What is expected:
Reproduce the lines below word for word, in the same order.
— BEGIN —
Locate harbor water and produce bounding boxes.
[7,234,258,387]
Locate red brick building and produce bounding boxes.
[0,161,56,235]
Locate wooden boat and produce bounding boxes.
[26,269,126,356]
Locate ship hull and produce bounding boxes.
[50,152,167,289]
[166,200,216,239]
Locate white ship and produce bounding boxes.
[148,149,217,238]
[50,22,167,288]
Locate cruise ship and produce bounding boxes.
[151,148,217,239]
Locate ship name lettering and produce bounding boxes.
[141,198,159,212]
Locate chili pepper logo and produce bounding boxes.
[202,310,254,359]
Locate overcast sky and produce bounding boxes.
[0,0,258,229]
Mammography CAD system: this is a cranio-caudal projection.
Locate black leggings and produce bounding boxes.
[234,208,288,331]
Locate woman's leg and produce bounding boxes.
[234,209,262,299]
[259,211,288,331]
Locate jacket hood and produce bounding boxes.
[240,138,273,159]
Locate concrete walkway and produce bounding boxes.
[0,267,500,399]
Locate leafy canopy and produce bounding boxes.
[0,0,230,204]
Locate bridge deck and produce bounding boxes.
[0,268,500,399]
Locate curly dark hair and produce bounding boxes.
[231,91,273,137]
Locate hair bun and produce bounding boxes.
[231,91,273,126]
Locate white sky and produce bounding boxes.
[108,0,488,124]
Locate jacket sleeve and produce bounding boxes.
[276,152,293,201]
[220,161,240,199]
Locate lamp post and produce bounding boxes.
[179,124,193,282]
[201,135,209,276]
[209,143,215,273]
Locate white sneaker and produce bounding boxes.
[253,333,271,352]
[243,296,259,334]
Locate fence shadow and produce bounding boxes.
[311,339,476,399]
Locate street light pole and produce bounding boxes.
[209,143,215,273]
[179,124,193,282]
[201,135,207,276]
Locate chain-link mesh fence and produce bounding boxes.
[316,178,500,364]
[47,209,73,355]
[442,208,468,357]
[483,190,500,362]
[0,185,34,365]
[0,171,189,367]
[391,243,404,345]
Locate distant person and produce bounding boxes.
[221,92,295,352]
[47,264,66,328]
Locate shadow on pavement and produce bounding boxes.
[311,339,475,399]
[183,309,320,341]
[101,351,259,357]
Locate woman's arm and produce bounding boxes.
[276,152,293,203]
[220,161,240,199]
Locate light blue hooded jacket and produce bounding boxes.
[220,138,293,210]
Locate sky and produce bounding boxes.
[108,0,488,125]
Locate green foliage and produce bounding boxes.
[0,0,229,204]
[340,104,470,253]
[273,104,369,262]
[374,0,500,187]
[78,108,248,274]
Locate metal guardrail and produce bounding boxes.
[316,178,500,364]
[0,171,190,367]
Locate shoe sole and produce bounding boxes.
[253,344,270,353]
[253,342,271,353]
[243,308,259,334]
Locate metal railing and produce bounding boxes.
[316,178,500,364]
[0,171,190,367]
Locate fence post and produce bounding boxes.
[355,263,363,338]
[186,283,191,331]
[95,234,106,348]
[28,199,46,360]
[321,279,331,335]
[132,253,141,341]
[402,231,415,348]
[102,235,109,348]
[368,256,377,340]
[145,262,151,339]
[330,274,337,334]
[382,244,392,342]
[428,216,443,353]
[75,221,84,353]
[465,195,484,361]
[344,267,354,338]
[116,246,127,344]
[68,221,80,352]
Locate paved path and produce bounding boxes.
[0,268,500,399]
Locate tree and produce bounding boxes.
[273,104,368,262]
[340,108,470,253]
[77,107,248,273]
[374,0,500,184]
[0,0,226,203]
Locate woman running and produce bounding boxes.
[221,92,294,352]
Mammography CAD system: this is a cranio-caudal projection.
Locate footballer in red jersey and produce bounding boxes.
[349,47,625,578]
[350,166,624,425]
— END —
Full output:
Locate harbor water and produce bounding boxes.
[7,234,258,387]
Locate red brick building and produce bounding boxes.
[0,161,56,235]
Locate wooden boat and produce bounding boxes.
[26,269,126,356]
Locate ship hull and produce bounding boxes.
[50,152,167,289]
[166,200,216,239]
Locate white ship and produce bounding boxes.
[148,149,217,238]
[50,22,167,288]
Locate cruise ship and produce bounding boxes.
[151,148,217,239]
Locate ship name lettering and produce bounding boxes.
[141,198,159,212]
Locate chili pepper logo and produce bounding boxes.
[202,310,254,359]
Locate overcast sky and produce bounding boxes.
[0,0,258,229]
Mammography CAD system: this is a cranio-caudal projection.
Locate black leggings and produce bounding boxes.
[234,208,288,331]
Locate woman's leg and produce bounding boxes.
[234,209,262,299]
[259,211,288,331]
Locate jacket hood and produce bounding boxes.
[240,138,273,159]
Locate concrete walkway and produce bounding boxes.
[0,267,500,399]
Locate leafy canopy and produce bounding boxes.
[0,0,230,204]
Locate bridge deck and produce bounding boxes.
[0,268,500,399]
Locate curly dark hair and produce bounding boxes.
[231,91,273,137]
Locate hair bun and produce bounding boxes.
[231,91,273,126]
Locate white sky and produce bounding boxes.
[108,0,488,124]
Locate jacket sleeve and produce bounding boxes.
[276,152,293,201]
[220,161,240,199]
Locate lamp post and produce bounding boxes.
[179,124,193,282]
[201,135,209,276]
[209,143,215,273]
Locate white sneaker and produce bounding boxes.
[253,333,271,352]
[243,296,259,334]
Locate fence shadow and produce bounding boxes.
[311,339,476,399]
Locate street light pole and produce bounding boxes.
[209,143,215,273]
[179,124,193,282]
[201,135,207,276]
Locate chain-link mesh fence and produce bounding boxes.
[316,178,500,364]
[47,209,73,355]
[442,208,468,357]
[483,190,500,362]
[0,185,34,365]
[0,171,189,367]
[391,243,404,345]
Locate distant person and produce bounding boxes.
[221,92,295,352]
[47,264,66,328]
Locate shadow on pavement and produce bounding boxes.
[311,339,475,399]
[183,309,320,341]
[101,351,259,357]
Locate woman's arm and produce bounding boxes.
[276,152,293,203]
[220,161,240,199]
Locate light blue hooded jacket and produce bounding boxes.
[220,138,293,210]
Locate sky and produce bounding boxes.
[108,0,488,125]
Locate green foliage and produce bounding boxes.
[0,0,229,204]
[340,104,470,253]
[273,104,369,262]
[374,0,500,187]
[78,108,248,274]
Locate metal guardrail and produce bounding boxes.
[316,178,500,364]
[0,171,190,367]
Locate shoe sole and produce bounding boxes.
[253,344,270,353]
[253,342,271,353]
[243,308,259,334]
Locate metal railing and produce bounding boxes.
[316,178,500,364]
[0,171,190,367]
Locate fence post and produce bounding boxes.
[355,263,363,338]
[186,283,191,331]
[95,234,106,348]
[28,199,46,360]
[321,279,331,335]
[132,253,141,341]
[402,231,415,348]
[102,235,109,348]
[368,256,377,340]
[145,262,151,339]
[330,274,337,334]
[382,244,392,342]
[428,216,443,353]
[75,221,84,353]
[465,195,484,361]
[344,267,354,338]
[116,246,127,344]
[68,221,80,352]
Locate paved path and produce bounding boxes.
[0,268,500,399]
Locate tree and produce bounding boxes.
[273,104,368,262]
[340,108,470,253]
[77,107,248,273]
[374,0,500,184]
[0,0,226,203]
Locate woman running and produce bounding boxes.
[221,92,294,352]
Mammography CAD system: this is a cranio-caudal projection.
Locate footballer in red jersey and produce bounding boxes.
[349,47,625,578]
[350,166,624,425]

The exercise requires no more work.